━━ Source text

Some of the club’s catharsis was found last weekend in Wales, where Leicester City recorded a 1-0 victory over Cardiff City. Demarai Gray side-footed a cross from Ben Chilwell in the 55th minute for the match-winner, helping overcome the loss of standout centre back Harry Maguire.
The England international could be facing a lengthy spell out of action with a leg injury suffered in the first half-hour. Midfielder and top playmaker James Maddison will also miss this match and the England fixtures, though it is believed he will be able to return straightaway following the international break.
Jonny Evans is expected to take Maguire’s spot in central defence alongside Wes Morgan, while Marc Albrighton is the most likely replacement for Maddison in the middle of the park.
All the goings-on surrounding Leicester City could simply be pretext to an additional heaping of misery onto Burnley (2-2-7), who arrive in the Midlands having dropped three on the trot while shipping 13 goals. Though there is no shame in being overrun by reigning champions Manchester City and Chelsea, alarm bells were undoubtedly ringing after last weekend’s 4-2 defeat at West Ham United.

━━━━
━━ Entries

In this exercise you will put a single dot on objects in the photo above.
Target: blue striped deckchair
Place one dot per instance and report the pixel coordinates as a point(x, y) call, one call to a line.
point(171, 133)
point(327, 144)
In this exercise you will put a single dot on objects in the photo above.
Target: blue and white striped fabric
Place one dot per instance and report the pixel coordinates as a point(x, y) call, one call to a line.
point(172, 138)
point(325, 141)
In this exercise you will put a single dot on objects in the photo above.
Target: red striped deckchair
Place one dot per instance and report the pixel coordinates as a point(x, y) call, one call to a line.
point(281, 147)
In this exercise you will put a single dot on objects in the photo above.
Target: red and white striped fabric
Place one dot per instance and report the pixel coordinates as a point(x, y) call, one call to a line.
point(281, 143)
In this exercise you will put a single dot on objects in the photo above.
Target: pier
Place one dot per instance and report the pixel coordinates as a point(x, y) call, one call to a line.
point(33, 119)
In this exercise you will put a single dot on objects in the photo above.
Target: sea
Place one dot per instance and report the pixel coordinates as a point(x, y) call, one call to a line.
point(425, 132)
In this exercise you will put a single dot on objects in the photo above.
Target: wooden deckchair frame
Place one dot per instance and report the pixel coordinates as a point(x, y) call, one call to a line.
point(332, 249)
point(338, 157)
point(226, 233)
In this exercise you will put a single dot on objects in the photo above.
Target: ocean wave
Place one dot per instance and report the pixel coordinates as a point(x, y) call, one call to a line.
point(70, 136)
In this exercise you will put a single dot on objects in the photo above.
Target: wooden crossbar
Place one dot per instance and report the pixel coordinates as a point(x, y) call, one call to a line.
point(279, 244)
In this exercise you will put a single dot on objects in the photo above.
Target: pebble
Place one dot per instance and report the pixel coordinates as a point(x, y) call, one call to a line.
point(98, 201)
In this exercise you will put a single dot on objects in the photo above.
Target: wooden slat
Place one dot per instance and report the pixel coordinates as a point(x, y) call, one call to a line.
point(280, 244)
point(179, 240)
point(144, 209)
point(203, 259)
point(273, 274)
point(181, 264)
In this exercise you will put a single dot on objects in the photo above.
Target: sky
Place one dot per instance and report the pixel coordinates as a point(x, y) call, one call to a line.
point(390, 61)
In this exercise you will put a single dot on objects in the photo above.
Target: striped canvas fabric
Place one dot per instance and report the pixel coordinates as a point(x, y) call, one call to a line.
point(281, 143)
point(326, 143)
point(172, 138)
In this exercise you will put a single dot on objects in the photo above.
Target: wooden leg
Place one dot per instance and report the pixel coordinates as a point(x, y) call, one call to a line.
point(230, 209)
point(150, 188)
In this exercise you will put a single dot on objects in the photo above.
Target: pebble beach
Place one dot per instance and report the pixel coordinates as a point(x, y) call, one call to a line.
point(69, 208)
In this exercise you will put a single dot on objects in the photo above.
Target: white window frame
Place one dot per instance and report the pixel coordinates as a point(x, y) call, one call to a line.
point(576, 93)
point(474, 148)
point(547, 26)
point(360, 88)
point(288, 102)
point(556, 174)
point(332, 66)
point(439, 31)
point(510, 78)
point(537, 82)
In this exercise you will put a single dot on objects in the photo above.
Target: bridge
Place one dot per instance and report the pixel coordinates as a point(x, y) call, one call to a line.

━━━━
━━ Entries

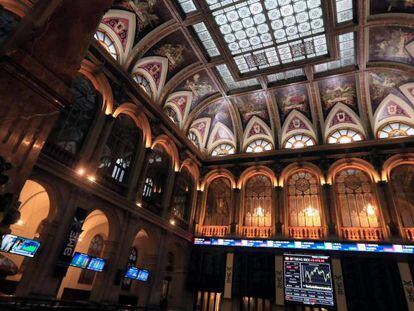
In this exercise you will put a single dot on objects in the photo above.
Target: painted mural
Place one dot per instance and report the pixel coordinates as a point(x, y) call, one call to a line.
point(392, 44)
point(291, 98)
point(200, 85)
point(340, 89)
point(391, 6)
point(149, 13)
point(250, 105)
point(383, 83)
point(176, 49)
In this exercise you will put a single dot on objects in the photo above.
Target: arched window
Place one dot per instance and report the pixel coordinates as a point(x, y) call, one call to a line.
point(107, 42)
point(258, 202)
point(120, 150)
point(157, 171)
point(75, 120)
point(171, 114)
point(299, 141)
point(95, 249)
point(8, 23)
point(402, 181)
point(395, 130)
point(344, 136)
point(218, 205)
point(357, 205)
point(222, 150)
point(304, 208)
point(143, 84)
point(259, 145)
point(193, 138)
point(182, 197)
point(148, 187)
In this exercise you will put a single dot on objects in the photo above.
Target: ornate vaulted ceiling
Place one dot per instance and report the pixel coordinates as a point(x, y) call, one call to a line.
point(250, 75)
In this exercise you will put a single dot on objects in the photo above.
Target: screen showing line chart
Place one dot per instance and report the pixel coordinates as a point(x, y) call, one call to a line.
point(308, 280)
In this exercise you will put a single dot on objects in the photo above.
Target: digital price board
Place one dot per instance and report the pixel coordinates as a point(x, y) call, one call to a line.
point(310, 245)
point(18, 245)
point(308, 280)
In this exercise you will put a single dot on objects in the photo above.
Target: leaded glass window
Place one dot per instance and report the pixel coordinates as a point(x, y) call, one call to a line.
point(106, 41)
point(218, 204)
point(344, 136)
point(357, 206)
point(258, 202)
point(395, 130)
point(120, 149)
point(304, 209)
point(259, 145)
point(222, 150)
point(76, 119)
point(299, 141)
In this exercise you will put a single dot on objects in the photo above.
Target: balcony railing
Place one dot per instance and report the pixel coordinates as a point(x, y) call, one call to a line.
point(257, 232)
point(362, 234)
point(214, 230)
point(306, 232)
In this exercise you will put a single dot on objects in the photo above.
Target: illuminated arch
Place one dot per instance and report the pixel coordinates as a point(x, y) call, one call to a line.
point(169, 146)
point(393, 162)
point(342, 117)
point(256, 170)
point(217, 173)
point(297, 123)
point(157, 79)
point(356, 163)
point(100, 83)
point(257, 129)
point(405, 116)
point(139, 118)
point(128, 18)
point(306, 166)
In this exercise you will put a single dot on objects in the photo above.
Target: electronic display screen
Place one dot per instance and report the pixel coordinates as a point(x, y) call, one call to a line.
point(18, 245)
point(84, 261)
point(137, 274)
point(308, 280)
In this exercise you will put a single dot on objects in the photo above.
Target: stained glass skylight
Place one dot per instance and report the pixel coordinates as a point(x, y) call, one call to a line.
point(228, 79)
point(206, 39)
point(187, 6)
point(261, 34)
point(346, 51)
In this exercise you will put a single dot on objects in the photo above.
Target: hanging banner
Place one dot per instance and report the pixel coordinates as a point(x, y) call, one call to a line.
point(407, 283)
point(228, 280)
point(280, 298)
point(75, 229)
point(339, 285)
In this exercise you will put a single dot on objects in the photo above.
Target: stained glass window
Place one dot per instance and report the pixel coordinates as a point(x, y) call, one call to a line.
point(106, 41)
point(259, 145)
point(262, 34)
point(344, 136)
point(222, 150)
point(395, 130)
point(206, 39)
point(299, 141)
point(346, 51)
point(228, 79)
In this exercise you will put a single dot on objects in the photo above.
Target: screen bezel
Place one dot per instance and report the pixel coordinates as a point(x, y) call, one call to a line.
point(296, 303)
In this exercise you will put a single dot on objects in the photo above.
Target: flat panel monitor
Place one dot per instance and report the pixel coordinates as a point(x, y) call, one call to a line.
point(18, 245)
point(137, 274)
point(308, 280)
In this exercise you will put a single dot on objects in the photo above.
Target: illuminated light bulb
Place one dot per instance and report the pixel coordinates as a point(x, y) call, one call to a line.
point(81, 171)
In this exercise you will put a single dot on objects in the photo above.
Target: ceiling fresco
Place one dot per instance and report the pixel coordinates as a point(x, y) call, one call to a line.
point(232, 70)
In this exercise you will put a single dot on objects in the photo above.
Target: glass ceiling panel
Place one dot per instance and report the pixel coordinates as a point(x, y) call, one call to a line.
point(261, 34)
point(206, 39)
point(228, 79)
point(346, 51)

━━━━

### [Task list]
1/ In the Leicester City match preview, who provided the cross for Demarai Gray's winning goal against Cardiff City?
2/ Extend the Leicester City and Burnley match preview with the next part, picking up right after its final sentence.

### [Replies]
1/ Ben Chilwell

2/
The Clarets pulled level twice at London Stadium, first through Jon Berg Gudmundsson at the end of the first half and through Chris Wood on 77 minutes, but a breakdown seven minutes later resulted in a go-ahead goal by the Hammers, who then put Burnley out of their misery with a fourth in stoppage time.
Burnley gaffer Sean Dyche, who was at King Power Stadium to scout Leicester City and West Ham the day of the helicopter crash, has been walking a delicate line between training his side for this match and being properly respectful of all that will take place around them.
“We will approach it in the best, most respectful way we can. That means letting the players know that the feeling of the day, predominantly, is going to be all about Leicester – and rightly so,” Dyche told the club’s official website. “I know their Director of Football, Jon Rudkin, who is someone I class as a friend, and I sent him a couple of texts saying that we will play any part we can, if needed.
“It is a horrible loss to the football club because I know all about that club. Being from Kettering, I’ve seen the changes, from when I was a kid to what it is now, and since the owners have been there as a family they have built a real connection with people there.”
That fine line has been difficult considering Burnley’s struggles, which have dropped them to 15th in the table and two points clear of the drop. The Clarets have yet to find their footing following a season that ended so positively with a Europa League berth, and Steven Defour knows his side has to kick on at some point to avoid being caught up in the relegation scrap.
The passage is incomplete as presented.